(Reading passage):
++++++++++++++++++++
I am an ethnically Chinese artist with a transnational background—born in Vietnam, raised in Canada, and now living as a queer person in Britain. I paint, sculpt, build installations, and perform, all centred around form and materiality in response to my lived experiences.

My current focus is latex. I examine how it melds and coalesces with rice paper and various fabrics to create a substrate of otherness. I paint both sides, working through and over the diverse surface. These substrates sometimes resemble tactile heirlooms, akin to pieces of history passed down through generations, while at other times, they take on a performative, translucent skin-like function, serving as a vessel to my intimate DNA.

Latex holds a complex web of connotations deeply rooted in the historical dynamics of rubber plantations during the era of French colonization in Vietnam. Moreover, latex embodies a queer individual's experience, evoking sexual fantasies and intimacy. Laden with symbolism, this glue-like substance acts as a signifier and protagonist, fusing together materials of importance in my life to help shape and contextualize my identity and ancestral past.
++++++++++++++++++++
(What the task asks):
According to the artist statement, which materials does the artist combine with latex? The records are not needed.

(Natural-language object grounding records):
++++++++++++++++++++
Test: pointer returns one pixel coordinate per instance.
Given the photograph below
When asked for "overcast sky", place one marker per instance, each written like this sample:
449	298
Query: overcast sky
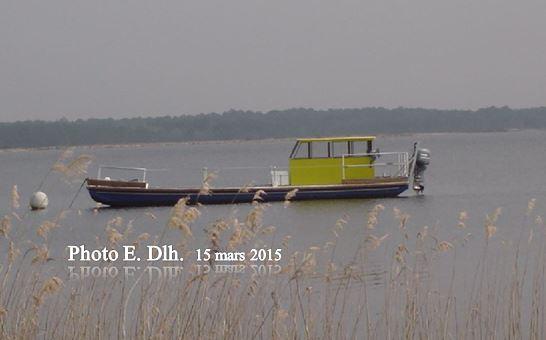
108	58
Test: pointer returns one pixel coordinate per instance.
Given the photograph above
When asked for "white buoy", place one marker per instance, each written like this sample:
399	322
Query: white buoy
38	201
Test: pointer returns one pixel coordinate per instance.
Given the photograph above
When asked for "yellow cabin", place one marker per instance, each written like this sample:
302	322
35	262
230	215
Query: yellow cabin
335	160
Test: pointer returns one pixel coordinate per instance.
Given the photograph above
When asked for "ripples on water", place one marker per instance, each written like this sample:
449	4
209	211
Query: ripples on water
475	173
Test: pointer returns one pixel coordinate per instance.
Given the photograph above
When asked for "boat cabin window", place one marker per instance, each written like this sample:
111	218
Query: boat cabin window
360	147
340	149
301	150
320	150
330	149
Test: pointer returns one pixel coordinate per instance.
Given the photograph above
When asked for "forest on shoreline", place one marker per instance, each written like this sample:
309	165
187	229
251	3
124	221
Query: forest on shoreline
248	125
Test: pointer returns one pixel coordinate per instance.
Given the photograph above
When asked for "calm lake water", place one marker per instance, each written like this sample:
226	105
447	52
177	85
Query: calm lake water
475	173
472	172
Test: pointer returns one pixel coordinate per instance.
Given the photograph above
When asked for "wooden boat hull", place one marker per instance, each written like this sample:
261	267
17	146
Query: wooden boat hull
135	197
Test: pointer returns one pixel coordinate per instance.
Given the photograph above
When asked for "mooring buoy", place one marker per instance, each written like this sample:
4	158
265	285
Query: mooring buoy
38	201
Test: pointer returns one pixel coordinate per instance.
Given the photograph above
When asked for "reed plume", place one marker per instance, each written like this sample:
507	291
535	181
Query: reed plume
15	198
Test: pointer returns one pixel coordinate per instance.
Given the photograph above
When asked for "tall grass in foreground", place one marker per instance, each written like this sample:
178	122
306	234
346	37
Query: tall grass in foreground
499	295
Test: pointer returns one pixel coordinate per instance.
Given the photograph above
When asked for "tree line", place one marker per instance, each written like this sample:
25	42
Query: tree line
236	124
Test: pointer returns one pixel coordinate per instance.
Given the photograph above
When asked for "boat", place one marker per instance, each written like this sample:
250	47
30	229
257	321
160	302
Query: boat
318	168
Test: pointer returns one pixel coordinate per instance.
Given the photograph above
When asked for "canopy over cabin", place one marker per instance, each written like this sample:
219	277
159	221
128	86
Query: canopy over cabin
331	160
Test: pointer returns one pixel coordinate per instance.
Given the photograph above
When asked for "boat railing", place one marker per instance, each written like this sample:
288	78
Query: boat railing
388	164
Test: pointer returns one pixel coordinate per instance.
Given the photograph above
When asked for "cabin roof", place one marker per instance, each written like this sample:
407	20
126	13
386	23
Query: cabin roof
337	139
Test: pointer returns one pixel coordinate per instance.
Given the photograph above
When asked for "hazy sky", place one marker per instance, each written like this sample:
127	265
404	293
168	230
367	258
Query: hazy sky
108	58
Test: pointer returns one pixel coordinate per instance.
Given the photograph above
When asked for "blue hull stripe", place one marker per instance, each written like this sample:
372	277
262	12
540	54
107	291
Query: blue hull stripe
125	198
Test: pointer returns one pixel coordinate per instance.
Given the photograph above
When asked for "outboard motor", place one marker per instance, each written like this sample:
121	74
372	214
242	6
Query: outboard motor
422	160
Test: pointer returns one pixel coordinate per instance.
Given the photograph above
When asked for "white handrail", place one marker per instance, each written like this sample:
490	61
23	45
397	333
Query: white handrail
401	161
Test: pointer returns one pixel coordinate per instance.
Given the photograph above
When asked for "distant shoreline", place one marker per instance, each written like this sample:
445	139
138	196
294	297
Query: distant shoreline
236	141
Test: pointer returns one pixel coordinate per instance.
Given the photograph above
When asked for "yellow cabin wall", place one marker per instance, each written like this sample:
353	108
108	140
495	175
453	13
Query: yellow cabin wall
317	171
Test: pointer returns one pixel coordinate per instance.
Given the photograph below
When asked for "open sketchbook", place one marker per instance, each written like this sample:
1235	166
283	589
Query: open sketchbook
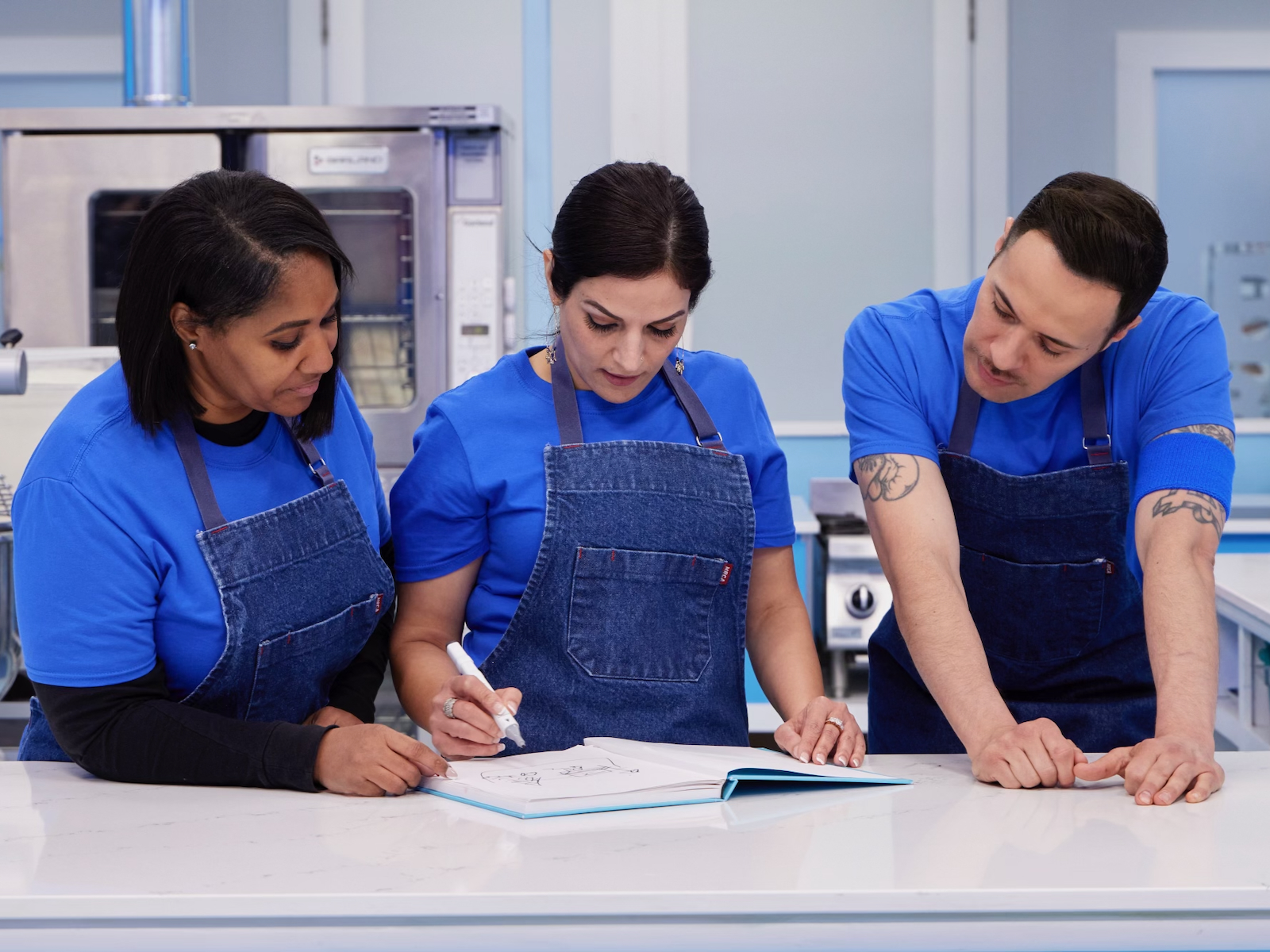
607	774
++++++++++++++++++++
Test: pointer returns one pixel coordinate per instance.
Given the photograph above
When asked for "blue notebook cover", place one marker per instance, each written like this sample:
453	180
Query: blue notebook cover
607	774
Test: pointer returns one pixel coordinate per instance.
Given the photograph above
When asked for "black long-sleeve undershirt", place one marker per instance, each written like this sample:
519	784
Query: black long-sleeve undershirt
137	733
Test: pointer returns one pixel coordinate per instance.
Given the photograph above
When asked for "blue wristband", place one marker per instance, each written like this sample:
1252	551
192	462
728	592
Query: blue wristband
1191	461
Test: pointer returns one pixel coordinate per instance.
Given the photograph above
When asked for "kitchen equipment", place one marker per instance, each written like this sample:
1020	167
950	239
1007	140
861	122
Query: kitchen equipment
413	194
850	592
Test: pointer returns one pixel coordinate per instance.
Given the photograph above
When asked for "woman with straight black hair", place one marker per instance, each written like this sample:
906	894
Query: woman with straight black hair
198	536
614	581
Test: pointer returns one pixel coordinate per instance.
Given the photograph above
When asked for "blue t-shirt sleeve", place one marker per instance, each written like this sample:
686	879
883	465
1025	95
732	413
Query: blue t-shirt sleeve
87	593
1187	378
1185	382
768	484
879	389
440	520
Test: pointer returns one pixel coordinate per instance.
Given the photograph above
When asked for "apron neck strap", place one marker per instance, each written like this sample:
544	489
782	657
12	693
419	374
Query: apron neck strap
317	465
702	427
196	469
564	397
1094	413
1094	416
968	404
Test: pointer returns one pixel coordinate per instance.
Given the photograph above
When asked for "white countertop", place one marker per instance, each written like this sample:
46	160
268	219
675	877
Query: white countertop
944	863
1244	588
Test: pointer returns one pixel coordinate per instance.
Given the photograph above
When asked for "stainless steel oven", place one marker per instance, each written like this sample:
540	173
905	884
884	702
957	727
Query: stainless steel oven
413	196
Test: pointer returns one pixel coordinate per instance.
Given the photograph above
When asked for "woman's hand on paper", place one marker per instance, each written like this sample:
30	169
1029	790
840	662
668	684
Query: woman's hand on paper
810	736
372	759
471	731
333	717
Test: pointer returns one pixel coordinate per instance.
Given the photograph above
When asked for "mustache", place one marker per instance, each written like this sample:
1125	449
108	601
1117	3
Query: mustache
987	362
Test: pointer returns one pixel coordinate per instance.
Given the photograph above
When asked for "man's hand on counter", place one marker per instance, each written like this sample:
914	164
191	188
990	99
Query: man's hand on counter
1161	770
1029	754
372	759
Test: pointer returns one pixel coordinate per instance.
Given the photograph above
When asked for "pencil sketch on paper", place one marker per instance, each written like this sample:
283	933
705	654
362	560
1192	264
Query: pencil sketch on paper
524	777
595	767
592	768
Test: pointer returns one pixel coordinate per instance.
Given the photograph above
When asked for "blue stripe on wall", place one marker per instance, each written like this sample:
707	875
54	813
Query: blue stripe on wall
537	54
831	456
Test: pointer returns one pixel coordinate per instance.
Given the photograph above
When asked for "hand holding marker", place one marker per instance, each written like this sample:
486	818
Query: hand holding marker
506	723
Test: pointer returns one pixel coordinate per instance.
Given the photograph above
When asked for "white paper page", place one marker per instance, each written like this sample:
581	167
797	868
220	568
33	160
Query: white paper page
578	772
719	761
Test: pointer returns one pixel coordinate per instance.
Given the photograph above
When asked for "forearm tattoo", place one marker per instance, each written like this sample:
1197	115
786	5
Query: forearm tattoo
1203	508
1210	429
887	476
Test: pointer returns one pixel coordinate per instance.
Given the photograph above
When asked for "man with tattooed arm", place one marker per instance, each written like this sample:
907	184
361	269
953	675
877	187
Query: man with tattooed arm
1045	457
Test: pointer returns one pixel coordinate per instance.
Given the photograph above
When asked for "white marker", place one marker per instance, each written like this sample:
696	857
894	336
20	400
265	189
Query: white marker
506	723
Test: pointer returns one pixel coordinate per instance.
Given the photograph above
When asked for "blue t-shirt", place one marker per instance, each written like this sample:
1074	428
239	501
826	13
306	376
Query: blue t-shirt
++++++++++++++++++++
(Task result):
Rice paper and various fabrics.